### What the task requires
Please render every line of the entries below as a Markdown table with two columns, Row and Line, giving each line a row number and leaving out blank lines.

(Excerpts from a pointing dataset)
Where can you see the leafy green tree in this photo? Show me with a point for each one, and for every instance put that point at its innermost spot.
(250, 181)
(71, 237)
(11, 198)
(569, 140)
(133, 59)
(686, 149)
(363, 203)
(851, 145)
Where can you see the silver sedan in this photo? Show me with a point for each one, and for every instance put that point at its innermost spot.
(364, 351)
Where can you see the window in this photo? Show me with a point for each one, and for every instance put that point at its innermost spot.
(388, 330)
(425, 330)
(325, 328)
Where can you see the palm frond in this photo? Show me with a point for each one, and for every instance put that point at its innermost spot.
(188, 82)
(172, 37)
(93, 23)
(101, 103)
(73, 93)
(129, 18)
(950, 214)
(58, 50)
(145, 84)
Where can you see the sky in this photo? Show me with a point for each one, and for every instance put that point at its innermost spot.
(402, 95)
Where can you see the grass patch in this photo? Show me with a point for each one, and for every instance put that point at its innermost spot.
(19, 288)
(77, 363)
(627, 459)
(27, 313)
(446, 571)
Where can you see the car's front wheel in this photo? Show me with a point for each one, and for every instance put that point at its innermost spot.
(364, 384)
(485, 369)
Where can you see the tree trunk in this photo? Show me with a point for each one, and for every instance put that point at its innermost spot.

### Answer to this exercise
| Row | Line |
|---|---|
| 1 | Where can you see the leafy green tree in this photo? Show me with a point for each one, and for every instance put that point at its innermost spot. |
| 2 | (250, 181) |
| 3 | (71, 237) |
| 4 | (11, 198) |
| 5 | (569, 140) |
| 6 | (133, 59) |
| 7 | (686, 149) |
| 8 | (363, 203) |
| 9 | (851, 145) |
| 10 | Where can you see the silver sedan in this photo? Show me with a point for each one, and for every instance put that point at its innermost spot. |
| 11 | (364, 351) |
| 12 | Where can you see the window in this photo? Show me with a point for each one, and for every instance put that point at its innermost spot. |
| 13 | (388, 330) |
| 14 | (425, 330) |
| 15 | (325, 328) |
| 16 | Where can you see the palm frond in this photo? Show me with a point for each one, and for every instance put that point at its innermost spot. |
| 17 | (188, 82) |
| 18 | (172, 37) |
| 19 | (93, 23) |
| 20 | (101, 103) |
| 21 | (73, 93) |
| 22 | (129, 18) |
| 23 | (950, 214) |
| 24 | (58, 50) |
| 25 | (145, 84) |
| 26 | Where can you see the sky in this photo? Show me with a point for each one, and for every instance put that point at its innermost spot. |
| 27 | (402, 95) |
| 28 | Where can you see the grass patch in this photo? Show me with a point for each one, and for every instance put that point at its innermost spot. |
| 29 | (19, 288) |
| 30 | (77, 363) |
| 31 | (627, 459) |
| 32 | (27, 313) |
| 33 | (446, 571) |
| 34 | Where can you see the car's front wheel in this photo? Show me with a point for each one, and for every instance put that point at its innermost spot. |
| 35 | (364, 384) |
| 36 | (485, 369) |
| 37 | Where can you see the tree trunk in this photo? Show me with a point for each one, and for every instance put that point at its innermost spot. |